▸ **WORK REQUEST**: Write out the article on iron and B12 for vegetarians word for word, starting at the words "B12 is the largest" and stopping after "billionths of a gram.".

▸ **EXCERPT**:
>>>
Are Vegetarians Deficient In Iron And B12?

By: Ron Lagerquist


 It is true that anemia is a common health problem. The meat industry would like to encourage us to eat lavish portions of meat in order to supply the body with iron. Yet, North America has one of the highest rates of meat consumption per capita and one of the highest incidences of anemia. There is no mystery to the problem of iron deficiency. Milk, sugar, fat, processed food and junk food have either no iron or a supplemented iron with poor bioavailability. It would take a chunk of butter the size of your refrigerator to get the same iron content that you will get from a bowl of broccoli. If 75 percent of our calories are coming from these empty foods, then how can we receive our daily need for iron? Certainly not from enriched bread! To make matters worse, vitamin C is needed for the proper assimilation of iron. Milk, sugar, fat, processed food and junk food are also void of vitamin C.

Most people are reluctant to eliminate meat from their diet for fear of becoming anemic. However, spinach has 14 times the iron per calorie than red meat. Many fruits, vegetables, beans, legumes and grains have more iron than steak per calorie. It is true that the iron in meat has a greater bioavailability than plant foods, but for most of us, eating lots of raw green veggies would solve any iron deficiency. I do encourage any menstruating or pregnant women who are vegan vegetarians to take a natural iron supplement. I highly recommend Floradix liquid iron.


 B12 is the largest and most complex of all vitamin molecules, yet it is used by the body in such small quantities that the amount on the head of a pin (1 milligram) would prevent deficiency for three years. B12 is so minute, it is measured in billionths of a gram.
<<<
▸ **ENTRIES SHOWN**:
>>>
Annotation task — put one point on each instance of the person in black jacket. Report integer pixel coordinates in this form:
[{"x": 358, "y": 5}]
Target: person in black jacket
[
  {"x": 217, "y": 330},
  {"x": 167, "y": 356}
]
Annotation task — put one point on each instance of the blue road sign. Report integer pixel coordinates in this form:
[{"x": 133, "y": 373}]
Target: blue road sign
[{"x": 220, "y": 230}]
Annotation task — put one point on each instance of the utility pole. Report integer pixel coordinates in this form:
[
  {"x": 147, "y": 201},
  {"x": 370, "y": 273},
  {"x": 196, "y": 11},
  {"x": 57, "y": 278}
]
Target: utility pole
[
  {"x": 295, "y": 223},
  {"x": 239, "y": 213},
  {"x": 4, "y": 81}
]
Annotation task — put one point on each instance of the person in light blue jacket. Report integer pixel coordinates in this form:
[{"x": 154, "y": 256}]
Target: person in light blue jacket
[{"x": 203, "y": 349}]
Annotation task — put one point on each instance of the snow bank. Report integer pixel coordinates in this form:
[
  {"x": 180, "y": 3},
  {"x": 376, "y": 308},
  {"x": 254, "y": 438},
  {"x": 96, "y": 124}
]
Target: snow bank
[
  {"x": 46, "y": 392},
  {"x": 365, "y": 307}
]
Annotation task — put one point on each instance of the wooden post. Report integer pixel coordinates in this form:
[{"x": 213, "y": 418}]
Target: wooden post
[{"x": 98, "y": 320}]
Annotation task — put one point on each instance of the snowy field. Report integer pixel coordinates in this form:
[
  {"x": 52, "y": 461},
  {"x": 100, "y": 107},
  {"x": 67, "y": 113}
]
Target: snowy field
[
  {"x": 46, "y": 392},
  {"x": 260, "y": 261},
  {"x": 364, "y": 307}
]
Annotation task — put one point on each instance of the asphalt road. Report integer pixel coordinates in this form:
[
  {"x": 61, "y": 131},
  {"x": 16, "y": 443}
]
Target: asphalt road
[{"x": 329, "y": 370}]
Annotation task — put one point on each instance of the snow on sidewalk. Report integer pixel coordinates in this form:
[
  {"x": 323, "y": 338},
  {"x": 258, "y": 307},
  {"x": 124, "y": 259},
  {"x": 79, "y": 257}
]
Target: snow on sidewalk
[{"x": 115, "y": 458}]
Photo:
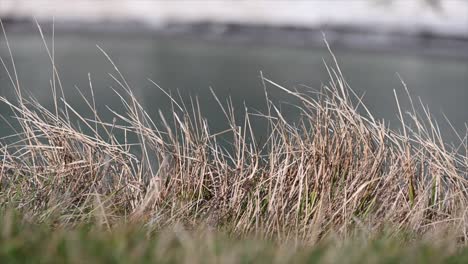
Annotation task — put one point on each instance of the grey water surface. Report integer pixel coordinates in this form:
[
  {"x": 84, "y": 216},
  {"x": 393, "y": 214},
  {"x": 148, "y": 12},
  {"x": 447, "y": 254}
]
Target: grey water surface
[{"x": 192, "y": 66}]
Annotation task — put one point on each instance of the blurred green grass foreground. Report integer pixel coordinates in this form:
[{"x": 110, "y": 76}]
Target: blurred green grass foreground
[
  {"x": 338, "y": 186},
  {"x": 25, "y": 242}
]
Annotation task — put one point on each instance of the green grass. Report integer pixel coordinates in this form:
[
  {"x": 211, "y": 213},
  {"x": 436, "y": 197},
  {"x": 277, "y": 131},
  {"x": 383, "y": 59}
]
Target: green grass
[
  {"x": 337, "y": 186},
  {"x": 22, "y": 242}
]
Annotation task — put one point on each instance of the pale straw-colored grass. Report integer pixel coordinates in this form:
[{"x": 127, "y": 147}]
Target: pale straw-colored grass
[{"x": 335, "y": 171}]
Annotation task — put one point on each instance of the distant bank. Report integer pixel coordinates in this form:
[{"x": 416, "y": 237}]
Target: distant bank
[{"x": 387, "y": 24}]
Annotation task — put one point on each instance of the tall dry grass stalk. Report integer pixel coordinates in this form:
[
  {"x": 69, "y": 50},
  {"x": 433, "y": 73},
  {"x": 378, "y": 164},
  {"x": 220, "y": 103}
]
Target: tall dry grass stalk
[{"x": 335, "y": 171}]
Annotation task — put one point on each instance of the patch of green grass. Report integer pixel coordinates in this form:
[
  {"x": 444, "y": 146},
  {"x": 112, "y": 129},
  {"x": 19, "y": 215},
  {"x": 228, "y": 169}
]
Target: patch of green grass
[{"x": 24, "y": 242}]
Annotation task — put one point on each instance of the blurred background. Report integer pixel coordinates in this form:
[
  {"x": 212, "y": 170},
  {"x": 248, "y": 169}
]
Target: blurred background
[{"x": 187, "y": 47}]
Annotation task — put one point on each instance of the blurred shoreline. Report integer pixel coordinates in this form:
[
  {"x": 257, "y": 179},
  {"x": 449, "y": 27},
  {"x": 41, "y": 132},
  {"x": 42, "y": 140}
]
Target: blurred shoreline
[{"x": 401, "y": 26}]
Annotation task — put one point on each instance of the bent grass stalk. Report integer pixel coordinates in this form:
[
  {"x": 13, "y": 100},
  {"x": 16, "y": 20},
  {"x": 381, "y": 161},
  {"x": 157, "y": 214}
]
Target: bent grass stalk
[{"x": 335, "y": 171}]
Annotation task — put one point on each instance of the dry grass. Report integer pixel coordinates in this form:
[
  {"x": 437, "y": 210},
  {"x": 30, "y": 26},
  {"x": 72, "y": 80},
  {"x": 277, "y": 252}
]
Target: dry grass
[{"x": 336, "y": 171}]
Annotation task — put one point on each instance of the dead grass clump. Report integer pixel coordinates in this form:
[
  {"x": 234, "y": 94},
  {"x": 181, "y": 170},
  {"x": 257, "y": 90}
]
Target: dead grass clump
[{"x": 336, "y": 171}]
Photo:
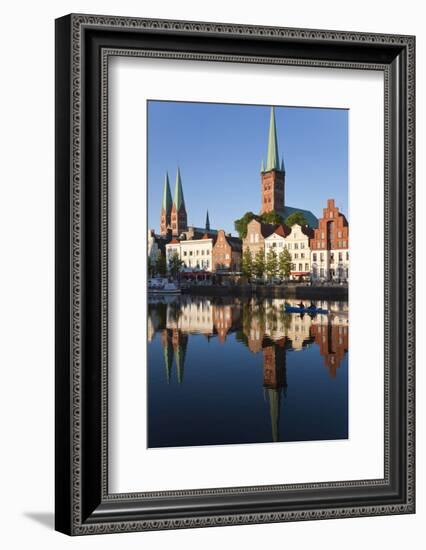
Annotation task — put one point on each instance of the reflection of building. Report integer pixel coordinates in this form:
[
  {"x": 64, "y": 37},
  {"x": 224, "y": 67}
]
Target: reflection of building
<<<
▸ **TASK RESPONSE**:
B12 is the largest and most complex of all vitamin molecules, yet it is used by the body in such small quantities that the amount on the head of a pin (1 milligram) would prevent deficiency for three years. B12 is so minute, it is measured in billionths of a gram.